Something changed somewhere deep in the analytics, and after multiple attempts I was identified as a “risk.” A customer under duress. And an algorithm changed the journey for me. It wasn’t that it truly personalized or somehow learned about me. Instead, my needs and scenario fell outside the 90 percent of all service calls.
A relatable experience for most and a foreshadowing of both the good and bad of the “experience era” in which we are living.
Technology as an Accelerator
Technology advancements — chatbots, personalization, recommender engines, AI-enabled customer support — are outstanding additions to any experience journey. In fact, without them, our companies remain in an archaic, outmoded experience approach, and we quickly lose market share.
But we cannot incorporate emerging tech for tech’s sake. Rather, we need to understand the human behaviors and motivators of those receiving the experience. Technology should be an enabler and an accelerator of total experience — not an excuse to forgo understanding the psychology and mindset that fuels human decisions.
Companies that are investing in emerging tech effectively are taking time to:
- Understand the user journey end-to-end. Where does the user start? Where are we trying to move them next? How does human emotion play into how we process experience?
- Align emerging technology to real business initiatives. As leaders, we need to remain clear on WHAT the technology is accelerating. Customer acquisition strategies, stronger segmentation approaches, strengthened employee engagement, faster customer service? If we can identify the use cases that are most motivating our business and then assess the impact of applying new-age technologies to them, we masterfully align human motivation to tech application.

++++

* WHAT THE TASK ASKS: Write the next part of the article on technology in the customer experience, starting right after its last bullet point. The data is not needed for this work.

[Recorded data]

++++

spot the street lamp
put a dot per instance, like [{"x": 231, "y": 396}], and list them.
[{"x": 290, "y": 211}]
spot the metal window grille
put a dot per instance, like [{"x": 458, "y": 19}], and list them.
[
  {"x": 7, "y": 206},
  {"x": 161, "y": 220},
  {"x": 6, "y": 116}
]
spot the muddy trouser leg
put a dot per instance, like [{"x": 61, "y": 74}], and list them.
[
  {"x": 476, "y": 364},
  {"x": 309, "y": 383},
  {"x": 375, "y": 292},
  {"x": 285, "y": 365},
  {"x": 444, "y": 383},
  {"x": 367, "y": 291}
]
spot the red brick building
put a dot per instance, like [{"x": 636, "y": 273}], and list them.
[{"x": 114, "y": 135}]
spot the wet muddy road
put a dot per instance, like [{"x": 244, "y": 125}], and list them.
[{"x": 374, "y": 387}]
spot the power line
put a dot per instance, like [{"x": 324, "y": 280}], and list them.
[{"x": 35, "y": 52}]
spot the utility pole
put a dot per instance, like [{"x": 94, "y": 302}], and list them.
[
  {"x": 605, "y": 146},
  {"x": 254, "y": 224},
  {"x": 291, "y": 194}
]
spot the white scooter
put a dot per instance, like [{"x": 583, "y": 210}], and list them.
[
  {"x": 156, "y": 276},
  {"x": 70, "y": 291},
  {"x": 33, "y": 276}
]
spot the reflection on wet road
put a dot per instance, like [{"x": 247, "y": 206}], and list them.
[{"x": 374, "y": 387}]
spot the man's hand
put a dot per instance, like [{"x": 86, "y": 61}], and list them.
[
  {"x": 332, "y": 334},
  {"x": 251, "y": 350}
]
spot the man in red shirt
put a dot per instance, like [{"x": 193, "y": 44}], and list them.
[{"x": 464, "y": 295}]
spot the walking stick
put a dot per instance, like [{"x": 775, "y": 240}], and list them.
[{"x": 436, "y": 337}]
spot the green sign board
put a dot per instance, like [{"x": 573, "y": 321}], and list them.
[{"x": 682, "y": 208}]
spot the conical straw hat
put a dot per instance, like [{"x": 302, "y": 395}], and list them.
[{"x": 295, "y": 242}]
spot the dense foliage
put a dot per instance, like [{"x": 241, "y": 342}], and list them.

++++

* TASK ANSWER:
- Measure, iterative and adjust. The clues we need about how our experiences are faring are right within our organizations. Our job is to turn data into insight and use those insights to make clear decisions. We need to understand the new KPIs to measure in this experience era, ensure our teams have access to real-time information, and be willing to iterate and adjust based on feedback loops.
We are officially in the Future of Experience era, being compared to all businesses across all verticals when it comes to the experiences we create for users. Emerging tech needs to be elevated as a strategic team member, but we have to remember that technology’s job is to augment and strengthen. Not replace the human side of experience.
The companies that can remember that and use emerging tech as an accelerator will quickly leap-frog ahead.